Provided text =
--- start ---

Single by Stephan Eicher

from the album Engelberg
- B-side: "Baudelaire Waltz"
- Released: 1991
- Recorded: 1991
- Studio: Kursaal Casino Engelberg, Switzerland
- Genre: Pop rock, chanson
- Length: 3:37
- Label: Barclay
- Songwriters: Philippe Djian, Stephan Eicher
- Producers: Stephan Eicher, Dominique Blanc-Francard

Stephan Eicher singles chronology
| "Rien à voir" (1990) | "Déjeuner en paix" (1991) | "Pas d'ami (comme toi)" (1991) |

= Déjeuner en paix =

1991 single by Stephan Eicher

"Déjeuner en paix" is a 1991 pop rock song recorded by Swiss singer Stephan Eicher. Written by Philippe Djian and composed by Eicher, it was released in the middle of 1991 as the lead single from his sixth studio album Engelberg, on which it appears as the fourth track. It became a hit in France and Belgium (Wallonia) and became Eicher's most successful single on the charts.

--- end ---

Information shown =
--- start ---

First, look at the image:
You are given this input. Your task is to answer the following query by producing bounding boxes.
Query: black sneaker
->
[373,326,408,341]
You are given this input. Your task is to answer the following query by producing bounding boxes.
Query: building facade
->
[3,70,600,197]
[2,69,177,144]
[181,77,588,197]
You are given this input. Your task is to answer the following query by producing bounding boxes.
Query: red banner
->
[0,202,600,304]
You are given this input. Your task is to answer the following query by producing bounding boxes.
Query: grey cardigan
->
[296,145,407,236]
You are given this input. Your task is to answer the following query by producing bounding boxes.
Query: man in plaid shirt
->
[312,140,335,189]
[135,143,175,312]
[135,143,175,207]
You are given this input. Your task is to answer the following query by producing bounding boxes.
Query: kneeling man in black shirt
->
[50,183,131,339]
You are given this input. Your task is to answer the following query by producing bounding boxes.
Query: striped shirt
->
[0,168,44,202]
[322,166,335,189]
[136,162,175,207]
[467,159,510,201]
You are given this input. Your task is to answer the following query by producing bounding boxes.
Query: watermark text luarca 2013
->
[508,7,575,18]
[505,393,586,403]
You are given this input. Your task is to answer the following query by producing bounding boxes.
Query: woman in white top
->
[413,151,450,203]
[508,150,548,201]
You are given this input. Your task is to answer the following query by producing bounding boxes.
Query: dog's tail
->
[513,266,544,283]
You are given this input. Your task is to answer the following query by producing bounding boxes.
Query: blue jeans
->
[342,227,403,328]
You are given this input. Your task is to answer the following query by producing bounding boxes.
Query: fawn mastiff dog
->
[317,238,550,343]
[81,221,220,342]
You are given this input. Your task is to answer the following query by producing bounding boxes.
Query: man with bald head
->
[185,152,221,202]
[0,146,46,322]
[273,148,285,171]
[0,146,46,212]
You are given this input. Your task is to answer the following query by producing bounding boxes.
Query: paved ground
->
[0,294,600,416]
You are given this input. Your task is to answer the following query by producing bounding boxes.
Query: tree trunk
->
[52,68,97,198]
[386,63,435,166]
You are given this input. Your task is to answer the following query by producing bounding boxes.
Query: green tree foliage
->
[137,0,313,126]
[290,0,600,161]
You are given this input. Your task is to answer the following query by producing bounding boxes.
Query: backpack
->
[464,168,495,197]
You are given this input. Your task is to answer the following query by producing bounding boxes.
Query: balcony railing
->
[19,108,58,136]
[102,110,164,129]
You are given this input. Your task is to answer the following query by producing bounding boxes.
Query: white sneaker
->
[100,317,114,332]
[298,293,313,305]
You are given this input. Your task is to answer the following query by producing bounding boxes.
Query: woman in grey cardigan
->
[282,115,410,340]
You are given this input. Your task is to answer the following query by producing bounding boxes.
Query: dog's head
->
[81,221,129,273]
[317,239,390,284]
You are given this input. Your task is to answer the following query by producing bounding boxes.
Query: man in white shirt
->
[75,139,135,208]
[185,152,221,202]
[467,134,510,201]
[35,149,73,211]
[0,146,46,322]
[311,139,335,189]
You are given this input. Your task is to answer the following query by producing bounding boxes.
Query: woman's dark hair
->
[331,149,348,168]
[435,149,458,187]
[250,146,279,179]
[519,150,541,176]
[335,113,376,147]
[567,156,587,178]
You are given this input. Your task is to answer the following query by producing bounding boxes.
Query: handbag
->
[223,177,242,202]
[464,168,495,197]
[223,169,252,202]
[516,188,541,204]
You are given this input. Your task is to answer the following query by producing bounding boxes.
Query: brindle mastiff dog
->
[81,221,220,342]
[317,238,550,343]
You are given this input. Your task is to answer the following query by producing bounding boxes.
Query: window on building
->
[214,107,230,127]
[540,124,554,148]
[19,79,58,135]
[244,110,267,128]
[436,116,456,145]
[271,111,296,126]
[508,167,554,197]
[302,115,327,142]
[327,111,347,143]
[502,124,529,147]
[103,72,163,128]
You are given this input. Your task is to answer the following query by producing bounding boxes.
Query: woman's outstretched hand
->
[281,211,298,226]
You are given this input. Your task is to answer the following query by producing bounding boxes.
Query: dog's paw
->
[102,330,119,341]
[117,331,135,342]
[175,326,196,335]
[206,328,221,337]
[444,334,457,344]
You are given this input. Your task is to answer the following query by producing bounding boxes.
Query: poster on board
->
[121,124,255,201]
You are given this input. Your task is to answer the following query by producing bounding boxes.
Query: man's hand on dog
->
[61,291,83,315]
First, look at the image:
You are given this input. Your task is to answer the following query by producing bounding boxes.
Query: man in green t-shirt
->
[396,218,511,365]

--- end ---

Instructions =
1: Pick out every line of the rows that contains the word "tree" and copy each one in full. Case counts.
2: Write what comes next in the article on the song "Déjeuner en paix," picking up after its last sentence.

Exercise responses =
1:
Query: tree trunk
Query: green tree foliage

2:
==Background and writing==
"Déjeuner en paix" was written by Philippe Djian who submitted the lyrics to Eicher, and the latter decided to put them in a melody from an erratic sample on the synthesizer. Unaccustomed to the success, Eicher admitted that he lost the sense of reality for a time. Released during the Gulf War (1990–1991), the song deals with a couple who wants to have breakfast without listening the bad news from the radio. According to Elia Habib, an expert of the French charts, the text "follows the random and sometimes incoherent thread of a spontaneous story where times collide; the style oscillates between direct and reported dialogues, narration and thoughts".

==Chart performance==
In France, "Déjeuner en paix" debuted at number 32 on the chart edition of 24 August 1991, climbed quickly and entered the top ten four weeks later, and reached its highest position, number two, for non-consecutive five weeks, being however unable to dethrone Lagaf's "La Zoubida", then Bryan Adams's "(Everything I Do) I Do It for You"; it remained for 12 weeks in the top ten and 22 weeks in the top 50. In Belgium (Wallonia), it peaked at number 8 for non-consecutive three weeks and totaled seven weeks in the top ten. On the European Hot 100 Singles, "Déjeuner en paix" debuted at number 85 on 21 September 1991, reached a peak of number 13 in the tenth week, and fell off the top 100 after 16 weeks of presence. Much played on radio before its physical release, it appeared from 9 July 1991 and for 11 weeks on the European Airplay Top 50 (before the chart definitely ended), with a peak at number 15 the last week.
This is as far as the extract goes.